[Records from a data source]

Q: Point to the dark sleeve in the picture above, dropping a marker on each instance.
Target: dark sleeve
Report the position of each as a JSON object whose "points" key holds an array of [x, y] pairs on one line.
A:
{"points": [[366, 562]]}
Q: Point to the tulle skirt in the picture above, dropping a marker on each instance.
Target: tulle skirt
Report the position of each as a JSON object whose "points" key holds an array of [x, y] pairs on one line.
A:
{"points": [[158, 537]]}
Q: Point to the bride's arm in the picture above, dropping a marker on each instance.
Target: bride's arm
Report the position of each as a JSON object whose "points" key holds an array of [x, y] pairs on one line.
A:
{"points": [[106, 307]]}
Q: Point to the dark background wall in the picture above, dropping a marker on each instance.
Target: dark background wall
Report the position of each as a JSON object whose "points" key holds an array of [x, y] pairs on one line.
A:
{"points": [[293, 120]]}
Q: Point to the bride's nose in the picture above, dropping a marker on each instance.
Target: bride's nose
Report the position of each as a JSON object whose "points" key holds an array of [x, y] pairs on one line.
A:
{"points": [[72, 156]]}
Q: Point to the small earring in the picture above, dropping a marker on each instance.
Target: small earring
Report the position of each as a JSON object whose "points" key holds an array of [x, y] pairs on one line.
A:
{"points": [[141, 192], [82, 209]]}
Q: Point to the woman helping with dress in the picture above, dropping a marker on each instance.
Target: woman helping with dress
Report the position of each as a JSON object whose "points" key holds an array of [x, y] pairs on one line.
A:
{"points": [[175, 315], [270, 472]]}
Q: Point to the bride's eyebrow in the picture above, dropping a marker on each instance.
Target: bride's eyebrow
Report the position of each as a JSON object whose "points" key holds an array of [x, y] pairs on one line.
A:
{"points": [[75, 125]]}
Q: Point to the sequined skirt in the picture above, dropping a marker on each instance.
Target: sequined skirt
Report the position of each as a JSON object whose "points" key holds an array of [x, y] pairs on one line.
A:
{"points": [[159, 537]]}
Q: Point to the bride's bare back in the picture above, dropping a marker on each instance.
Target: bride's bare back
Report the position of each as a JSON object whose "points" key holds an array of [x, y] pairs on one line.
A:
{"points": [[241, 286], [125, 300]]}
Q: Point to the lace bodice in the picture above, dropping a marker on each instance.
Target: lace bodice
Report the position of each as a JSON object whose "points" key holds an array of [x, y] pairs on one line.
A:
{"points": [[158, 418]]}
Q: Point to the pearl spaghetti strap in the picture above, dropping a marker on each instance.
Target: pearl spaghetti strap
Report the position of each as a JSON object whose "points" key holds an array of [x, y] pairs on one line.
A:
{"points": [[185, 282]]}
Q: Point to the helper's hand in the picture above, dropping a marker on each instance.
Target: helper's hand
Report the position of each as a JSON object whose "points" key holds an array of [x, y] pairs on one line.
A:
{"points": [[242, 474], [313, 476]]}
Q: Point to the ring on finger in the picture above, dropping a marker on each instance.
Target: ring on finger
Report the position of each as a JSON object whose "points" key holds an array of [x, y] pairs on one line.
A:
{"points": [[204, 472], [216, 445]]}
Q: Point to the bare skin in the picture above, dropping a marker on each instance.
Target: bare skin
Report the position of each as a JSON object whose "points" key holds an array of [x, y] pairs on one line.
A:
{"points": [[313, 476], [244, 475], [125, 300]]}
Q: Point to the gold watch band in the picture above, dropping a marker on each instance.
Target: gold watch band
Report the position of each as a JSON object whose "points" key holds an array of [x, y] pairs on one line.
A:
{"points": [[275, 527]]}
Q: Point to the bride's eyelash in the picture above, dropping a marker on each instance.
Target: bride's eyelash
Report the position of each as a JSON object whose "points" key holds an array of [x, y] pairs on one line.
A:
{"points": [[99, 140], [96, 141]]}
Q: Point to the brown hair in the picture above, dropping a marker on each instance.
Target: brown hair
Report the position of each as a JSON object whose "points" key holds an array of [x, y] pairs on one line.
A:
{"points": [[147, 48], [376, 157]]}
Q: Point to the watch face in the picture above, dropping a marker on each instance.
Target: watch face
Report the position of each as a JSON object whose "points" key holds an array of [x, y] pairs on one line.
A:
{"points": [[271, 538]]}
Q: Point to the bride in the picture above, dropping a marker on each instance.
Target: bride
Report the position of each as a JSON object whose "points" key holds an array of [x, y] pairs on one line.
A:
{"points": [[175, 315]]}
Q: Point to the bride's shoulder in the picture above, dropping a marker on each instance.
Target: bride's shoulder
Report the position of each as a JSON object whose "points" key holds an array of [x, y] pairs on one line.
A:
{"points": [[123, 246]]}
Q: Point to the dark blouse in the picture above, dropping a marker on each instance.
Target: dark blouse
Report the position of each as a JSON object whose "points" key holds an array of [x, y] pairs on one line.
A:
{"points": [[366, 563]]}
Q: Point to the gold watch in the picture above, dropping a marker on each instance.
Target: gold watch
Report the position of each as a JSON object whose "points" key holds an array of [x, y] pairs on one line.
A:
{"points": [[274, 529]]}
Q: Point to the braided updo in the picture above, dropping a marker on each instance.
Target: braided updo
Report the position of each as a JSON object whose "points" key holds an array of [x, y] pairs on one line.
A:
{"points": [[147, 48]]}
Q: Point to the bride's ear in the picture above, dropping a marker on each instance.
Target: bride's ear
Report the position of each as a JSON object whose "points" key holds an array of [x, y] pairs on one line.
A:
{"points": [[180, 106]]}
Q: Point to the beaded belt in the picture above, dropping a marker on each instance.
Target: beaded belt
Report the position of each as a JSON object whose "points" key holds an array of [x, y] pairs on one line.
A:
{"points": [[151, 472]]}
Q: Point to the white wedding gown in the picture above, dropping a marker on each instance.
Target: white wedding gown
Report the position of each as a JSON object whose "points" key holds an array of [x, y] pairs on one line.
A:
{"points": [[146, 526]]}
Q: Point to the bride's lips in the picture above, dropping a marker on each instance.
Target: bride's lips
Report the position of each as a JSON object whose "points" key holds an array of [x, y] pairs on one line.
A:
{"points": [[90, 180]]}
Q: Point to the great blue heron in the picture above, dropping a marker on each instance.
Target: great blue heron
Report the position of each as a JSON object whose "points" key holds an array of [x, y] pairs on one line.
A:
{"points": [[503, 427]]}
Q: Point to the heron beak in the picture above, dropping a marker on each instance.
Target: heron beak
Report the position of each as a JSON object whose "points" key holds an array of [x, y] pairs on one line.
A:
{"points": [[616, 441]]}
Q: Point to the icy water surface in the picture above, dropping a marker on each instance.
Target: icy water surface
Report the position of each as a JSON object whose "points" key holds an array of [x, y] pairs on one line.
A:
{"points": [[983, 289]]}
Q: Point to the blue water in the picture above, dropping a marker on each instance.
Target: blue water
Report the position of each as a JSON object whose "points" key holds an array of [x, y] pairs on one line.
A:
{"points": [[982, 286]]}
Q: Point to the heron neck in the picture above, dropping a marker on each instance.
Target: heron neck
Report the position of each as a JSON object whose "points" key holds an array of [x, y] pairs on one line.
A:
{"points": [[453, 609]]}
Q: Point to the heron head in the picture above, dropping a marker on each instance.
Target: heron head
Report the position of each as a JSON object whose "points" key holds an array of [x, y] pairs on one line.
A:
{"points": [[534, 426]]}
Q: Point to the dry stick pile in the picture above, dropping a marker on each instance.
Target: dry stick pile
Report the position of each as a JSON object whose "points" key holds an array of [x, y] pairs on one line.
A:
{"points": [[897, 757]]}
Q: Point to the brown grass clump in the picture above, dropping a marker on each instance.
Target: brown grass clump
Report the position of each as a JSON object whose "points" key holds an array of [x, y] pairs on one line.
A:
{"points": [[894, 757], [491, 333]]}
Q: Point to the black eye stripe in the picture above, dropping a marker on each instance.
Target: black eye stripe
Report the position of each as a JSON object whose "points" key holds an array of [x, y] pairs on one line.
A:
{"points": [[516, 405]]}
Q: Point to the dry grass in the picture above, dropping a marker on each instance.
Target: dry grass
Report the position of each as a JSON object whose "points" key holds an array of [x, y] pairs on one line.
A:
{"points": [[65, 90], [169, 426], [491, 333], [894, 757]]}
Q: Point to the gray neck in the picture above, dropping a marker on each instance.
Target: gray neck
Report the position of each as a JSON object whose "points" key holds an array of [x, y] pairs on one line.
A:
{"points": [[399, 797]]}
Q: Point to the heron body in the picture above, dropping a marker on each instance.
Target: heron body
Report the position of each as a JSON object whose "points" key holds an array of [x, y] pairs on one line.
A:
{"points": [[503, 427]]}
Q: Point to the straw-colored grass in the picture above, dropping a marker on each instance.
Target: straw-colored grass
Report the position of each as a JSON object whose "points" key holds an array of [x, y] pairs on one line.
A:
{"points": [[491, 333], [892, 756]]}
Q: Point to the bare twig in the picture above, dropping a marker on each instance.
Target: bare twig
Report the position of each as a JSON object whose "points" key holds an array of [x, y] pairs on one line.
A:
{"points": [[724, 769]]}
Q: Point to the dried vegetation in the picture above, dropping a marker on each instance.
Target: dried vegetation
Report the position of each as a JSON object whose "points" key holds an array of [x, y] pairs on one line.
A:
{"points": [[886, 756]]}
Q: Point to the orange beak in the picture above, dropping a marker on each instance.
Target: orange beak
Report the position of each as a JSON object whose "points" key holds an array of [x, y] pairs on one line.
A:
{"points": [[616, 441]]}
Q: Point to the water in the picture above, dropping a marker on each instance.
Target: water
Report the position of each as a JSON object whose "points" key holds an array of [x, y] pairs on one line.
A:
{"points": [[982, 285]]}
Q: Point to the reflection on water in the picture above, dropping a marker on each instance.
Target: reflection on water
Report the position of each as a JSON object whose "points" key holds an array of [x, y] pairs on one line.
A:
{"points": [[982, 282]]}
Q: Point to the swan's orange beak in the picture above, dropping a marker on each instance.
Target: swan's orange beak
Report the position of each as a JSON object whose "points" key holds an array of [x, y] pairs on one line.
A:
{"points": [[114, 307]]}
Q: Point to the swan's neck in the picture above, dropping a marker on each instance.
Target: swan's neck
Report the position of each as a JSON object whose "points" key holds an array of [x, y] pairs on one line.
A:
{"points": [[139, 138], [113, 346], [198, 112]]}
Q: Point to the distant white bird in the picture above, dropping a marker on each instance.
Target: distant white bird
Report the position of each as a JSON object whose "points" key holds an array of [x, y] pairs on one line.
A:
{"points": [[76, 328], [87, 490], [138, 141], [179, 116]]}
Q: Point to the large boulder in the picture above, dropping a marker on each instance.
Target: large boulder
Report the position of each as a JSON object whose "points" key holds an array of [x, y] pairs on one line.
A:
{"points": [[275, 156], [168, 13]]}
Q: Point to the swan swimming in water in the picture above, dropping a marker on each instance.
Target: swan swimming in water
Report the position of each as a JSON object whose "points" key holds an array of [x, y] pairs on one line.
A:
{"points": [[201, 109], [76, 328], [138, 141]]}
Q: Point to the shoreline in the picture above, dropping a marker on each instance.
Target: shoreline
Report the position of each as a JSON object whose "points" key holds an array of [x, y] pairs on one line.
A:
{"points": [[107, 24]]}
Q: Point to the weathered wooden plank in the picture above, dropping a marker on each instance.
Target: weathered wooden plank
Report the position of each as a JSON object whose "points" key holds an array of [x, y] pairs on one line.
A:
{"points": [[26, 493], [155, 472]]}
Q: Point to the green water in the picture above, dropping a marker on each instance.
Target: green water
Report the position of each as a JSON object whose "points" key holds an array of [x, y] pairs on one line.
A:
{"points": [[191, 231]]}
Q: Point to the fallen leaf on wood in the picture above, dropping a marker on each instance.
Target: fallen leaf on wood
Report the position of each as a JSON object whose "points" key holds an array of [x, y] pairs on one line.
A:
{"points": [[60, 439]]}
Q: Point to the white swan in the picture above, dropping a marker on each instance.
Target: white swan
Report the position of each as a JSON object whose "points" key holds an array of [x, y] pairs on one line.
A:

* [DESCRIPTION OF THE TASK]:
Give the exact lines, and only those, from the line containing "Target: bride's eyelash" through the line containing "Target: braided updo" in the entries above.

* [REPLY TO THE TASK]:
Target: bride's eyelash
Report the position of each as a JSON object whose "points" key holds an array of [x, y] pairs on one line.
A:
{"points": [[99, 140], [96, 141]]}
Q: Point to the brown hair in the picture above, dropping a marker on each instance.
Target: brown hair
Report the position of each as a JSON object whose "points" key holds an array of [x, y] pairs on one line.
A:
{"points": [[147, 48], [376, 157]]}
Q: Point to the watch face in the picture above, dropping a marker on each instance.
Target: watch face
Report the position of each as a JSON object whose "points" key holds an array of [x, y] pairs on one line.
A:
{"points": [[271, 538]]}
Q: Point to the bride in the picture above, dropping a marker on each instance.
Target: bride
Report the position of each as a JSON object whose "points" key holds an array of [x, y] pairs on one line.
A:
{"points": [[175, 315]]}
Q: Point to the bride's shoulder in the picture above, dropping a marker on each instance.
Target: bride's shoulder
Report the position of each as a JSON object whose "points" key holds an array of [x, y] pairs on one line.
A:
{"points": [[123, 246]]}
Q: Point to the dark blouse in the picture above, dropping a marker on each instance.
Target: dark blouse
Report the position of each as a JSON object whose "points" key holds an array of [x, y] pairs on one line.
A:
{"points": [[366, 563]]}
Q: Point to the gold watch in the picture above, dropping a marker on each instance.
Target: gold watch
Report the position of each as a JSON object whose "points" key holds an array of [x, y] pairs on one line.
A:
{"points": [[274, 529]]}
Q: Point to the braided updo in the picture above, dropping a marker on each instance.
Target: braided updo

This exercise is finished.